Every entry should be given again exactly, with nothing dropped.

◇ ◇ ◇ ◇ ◇

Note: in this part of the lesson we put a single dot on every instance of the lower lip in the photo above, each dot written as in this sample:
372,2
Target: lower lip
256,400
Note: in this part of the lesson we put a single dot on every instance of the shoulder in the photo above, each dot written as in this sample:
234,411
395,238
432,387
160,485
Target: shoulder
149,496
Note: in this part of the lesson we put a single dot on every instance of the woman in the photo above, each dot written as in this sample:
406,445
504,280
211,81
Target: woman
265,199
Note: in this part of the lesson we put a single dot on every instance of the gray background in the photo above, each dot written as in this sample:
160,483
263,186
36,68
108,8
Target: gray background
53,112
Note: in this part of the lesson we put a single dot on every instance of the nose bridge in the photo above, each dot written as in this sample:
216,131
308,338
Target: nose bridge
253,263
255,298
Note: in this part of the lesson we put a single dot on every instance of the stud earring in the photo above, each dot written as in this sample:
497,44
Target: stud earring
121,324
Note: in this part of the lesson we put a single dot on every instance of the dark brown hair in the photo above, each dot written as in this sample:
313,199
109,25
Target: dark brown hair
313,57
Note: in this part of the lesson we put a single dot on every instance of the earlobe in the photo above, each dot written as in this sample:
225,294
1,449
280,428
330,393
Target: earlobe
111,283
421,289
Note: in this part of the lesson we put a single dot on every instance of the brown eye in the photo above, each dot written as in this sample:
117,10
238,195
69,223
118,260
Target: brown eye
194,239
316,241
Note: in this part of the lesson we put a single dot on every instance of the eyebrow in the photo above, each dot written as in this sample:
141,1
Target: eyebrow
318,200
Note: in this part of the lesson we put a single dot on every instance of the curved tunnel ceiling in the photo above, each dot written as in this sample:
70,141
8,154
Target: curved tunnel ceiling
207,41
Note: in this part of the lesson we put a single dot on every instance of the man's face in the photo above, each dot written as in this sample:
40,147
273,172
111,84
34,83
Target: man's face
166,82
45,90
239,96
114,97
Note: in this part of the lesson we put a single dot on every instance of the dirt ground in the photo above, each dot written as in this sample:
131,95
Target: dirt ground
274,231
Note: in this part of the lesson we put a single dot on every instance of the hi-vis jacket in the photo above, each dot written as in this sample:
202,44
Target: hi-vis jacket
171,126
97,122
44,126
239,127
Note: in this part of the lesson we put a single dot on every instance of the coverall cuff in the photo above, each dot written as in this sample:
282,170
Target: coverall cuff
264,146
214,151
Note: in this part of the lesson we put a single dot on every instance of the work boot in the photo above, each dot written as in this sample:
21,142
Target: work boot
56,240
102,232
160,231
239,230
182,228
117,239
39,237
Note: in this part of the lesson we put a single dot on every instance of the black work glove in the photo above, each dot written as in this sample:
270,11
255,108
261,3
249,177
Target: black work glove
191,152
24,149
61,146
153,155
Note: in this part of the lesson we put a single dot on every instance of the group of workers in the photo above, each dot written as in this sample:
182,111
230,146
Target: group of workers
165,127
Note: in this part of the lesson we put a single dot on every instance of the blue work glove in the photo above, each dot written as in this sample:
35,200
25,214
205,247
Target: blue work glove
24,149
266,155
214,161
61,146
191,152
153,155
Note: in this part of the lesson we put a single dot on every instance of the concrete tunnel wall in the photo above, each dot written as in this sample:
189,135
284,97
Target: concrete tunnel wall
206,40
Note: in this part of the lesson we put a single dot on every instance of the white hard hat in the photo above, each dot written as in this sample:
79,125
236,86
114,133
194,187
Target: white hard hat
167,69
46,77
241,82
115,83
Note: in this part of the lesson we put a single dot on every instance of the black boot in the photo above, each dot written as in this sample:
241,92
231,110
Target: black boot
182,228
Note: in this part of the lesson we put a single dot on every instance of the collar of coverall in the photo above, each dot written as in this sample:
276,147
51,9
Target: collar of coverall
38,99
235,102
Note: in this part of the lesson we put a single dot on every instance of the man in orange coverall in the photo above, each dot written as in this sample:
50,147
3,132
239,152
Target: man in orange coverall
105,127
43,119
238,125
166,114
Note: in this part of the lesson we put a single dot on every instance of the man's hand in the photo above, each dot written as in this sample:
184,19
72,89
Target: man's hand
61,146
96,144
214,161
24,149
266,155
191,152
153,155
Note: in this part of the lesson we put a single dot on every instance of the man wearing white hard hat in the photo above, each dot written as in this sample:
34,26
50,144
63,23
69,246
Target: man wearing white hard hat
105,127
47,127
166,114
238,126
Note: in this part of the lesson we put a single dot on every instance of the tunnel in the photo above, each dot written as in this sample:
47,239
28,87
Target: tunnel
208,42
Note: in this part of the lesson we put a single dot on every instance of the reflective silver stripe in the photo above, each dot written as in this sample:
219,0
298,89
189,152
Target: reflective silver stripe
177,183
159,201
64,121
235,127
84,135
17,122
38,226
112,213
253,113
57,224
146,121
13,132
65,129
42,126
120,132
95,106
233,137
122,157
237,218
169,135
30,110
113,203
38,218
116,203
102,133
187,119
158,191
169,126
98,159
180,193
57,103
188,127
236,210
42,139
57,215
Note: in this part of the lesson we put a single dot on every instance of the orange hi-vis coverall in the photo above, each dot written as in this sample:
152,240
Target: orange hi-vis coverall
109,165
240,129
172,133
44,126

◇ ◇ ◇ ◇ ◇

| Response |
Note: in this part of the lesson we put a single dot on every instance of the lower lip in the photo above, each dot written as in this sample:
372,2
Target: lower lip
256,400
Note: in this part of the lesson we put a single dot on every instance of the shoulder in the photo above, each dot written as in this sample:
234,411
395,238
432,387
160,485
Target: shoulder
149,496
Note: in this part of the lesson we put a single dot on every instance of the woman in the photo above, each dot written as in this sample:
406,445
504,280
211,81
Target: woman
265,199
Note: in this part of the lesson we put a single dot on every instance of the gray background in the photo above, each dot written as in this sample:
160,483
263,186
36,68
108,8
Target: gray background
53,112
Note: in this part of the lesson we put a single dot on every instance of the nose bridge in the photo above, each dot written as in this sample:
216,131
308,338
Target: nose bridge
253,263
255,298
Note: in this part of the lesson we put a single dot on every instance of the stud earring in the photo above, each dot written as in this sample:
497,44
Target: stud earring
121,324
Note: in this part of the lesson we put a single dot on every instance of the dark brown hair in the photo above, each dot written as in this sample:
313,199
109,25
Target: dark brown hair
313,57
Note: in this part of the lesson we put a single dot on every instance of the earlobe in the photo above, each dot written as in this sample:
225,294
1,449
280,428
330,393
Target: earlobe
111,283
421,289
Note: in this part of the lesson we put a single dot on every instance of the brown eye in the photo above, each dot written as in this sample:
117,10
238,195
69,223
118,260
Target: brown eye
194,239
316,241
Note: in this part of the lesson we put a single dot on every instance of the eyebrow in the photo above, each dot written as in this sample:
141,1
Target: eyebrow
318,200
Note: in this part of the lesson we put a single dot on every instance of the curved tunnel ceiling in the photo above, each dot written as in this sample:
70,141
8,154
Target: curved tunnel ceiling
207,41
Note: in this part of the lesson we put a single dot on every instance of the man's face in the photo above, each dot written as in this sample:
40,147
273,172
111,84
34,83
Target: man's face
166,82
45,90
239,96
114,97
Note: in this part of the lesson we put a single dot on every instance of the dirt ground in the photo above, each dot written as in this sample:
131,95
Target: dirt ground
274,231
Note: in this part of the lesson we put a single dot on every instance of the hi-vis jacket in the photo above, each dot written as in this sample:
202,44
Target: hi-vis jacket
171,126
97,122
44,126
239,127
Note: in this part of the lesson we put a single dot on every instance of the coverall cuff in the photo above, each dot written as in this sample:
282,170
Target: coverall cuff
264,146
214,151
Note: in this part of the lesson we put a single dot on every instance of the work boot in the photo above, each dot written as in this sample:
21,142
Target: work boot
56,240
102,232
160,231
239,230
182,228
117,239
39,237
Note: in this part of the lesson we put a single dot on every instance of the black work glove in the photo above, each dot written as in this sample:
270,11
255,108
261,3
249,177
Target: black work glove
191,152
24,149
61,146
153,155
Note: in this part of the lesson we put a single dot on every instance of the group of workers in the photo above, each dot written as in this sample:
182,111
230,146
Target: group of workers
165,127
Note: in this part of the lesson we put a single dot on every instance of the blue work glove in the photo above, each dot written as in this sample:
35,200
25,214
205,247
Target: blue work glove
24,149
266,155
214,161
61,146
191,152
153,155
Note: in this part of the lesson we put a single dot on every instance of the concrete tunnel wall in the photo above, each dot written as in this sample:
189,135
284,97
Target: concrete tunnel wall
206,40
Note: in this part of the lesson we put a single dot on every instance of the white hard hat in the photo above, each dot written as in this sample:
79,125
236,86
114,133
194,187
Target: white hard hat
167,69
46,77
241,82
115,83
Note: in this part of the lesson we put a single dot on every instance of the black boot in the photo above, each dot written as in this sample:
241,92
231,110
Target: black boot
182,228
Note: in this part of the lesson we put a single dot on every instance of the collar of coverall in the photo above, each dot written as in this sample:
276,147
51,9
Target: collar of coverall
38,99
235,102
Note: in this part of the lesson we put a single dot on every instance of the man in orange coverall in the photo above, each dot written as in this sample:
50,147
3,132
239,152
Target: man in orange coverall
105,127
43,119
238,125
166,114
Note: in this part of the lesson we put a single dot on every instance of the man's hand in the photo above, each dot written as in this sample:
184,19
72,89
Target: man's hand
61,146
96,144
214,161
24,149
266,155
191,152
153,155
Note: in this part of the lesson we put a single dot on every instance of the man wearing white hard hat in the photo above, each dot written as in this sample:
34,26
50,144
63,23
69,246
Target: man wearing white hard hat
105,127
47,127
166,114
238,126
Note: in this part of the lesson we put a single dot on every instance of the tunnel in the photo above, each dot written as in this sample:
47,239
28,87
Target: tunnel
208,42
Note: in this part of the lesson we put a single dot on every instance of the reflective silver stripe in the photo above, each dot written as in this sample:
219,0
298,89
189,152
Target: reflective silver stripe
177,183
159,201
64,121
235,127
84,135
17,122
38,226
112,213
253,113
57,224
146,121
13,132
65,129
42,126
120,132
95,106
233,137
122,157
237,218
169,135
30,110
113,203
38,218
116,203
102,133
187,119
158,191
169,126
98,159
180,193
57,103
188,127
236,210
42,139
57,215
Note: in this part of the lesson we put a single dot on every instance of the orange hi-vis coverall in the photo above, each dot written as in this sample:
152,240
Target: orange hi-vis coverall
109,165
240,129
172,133
44,126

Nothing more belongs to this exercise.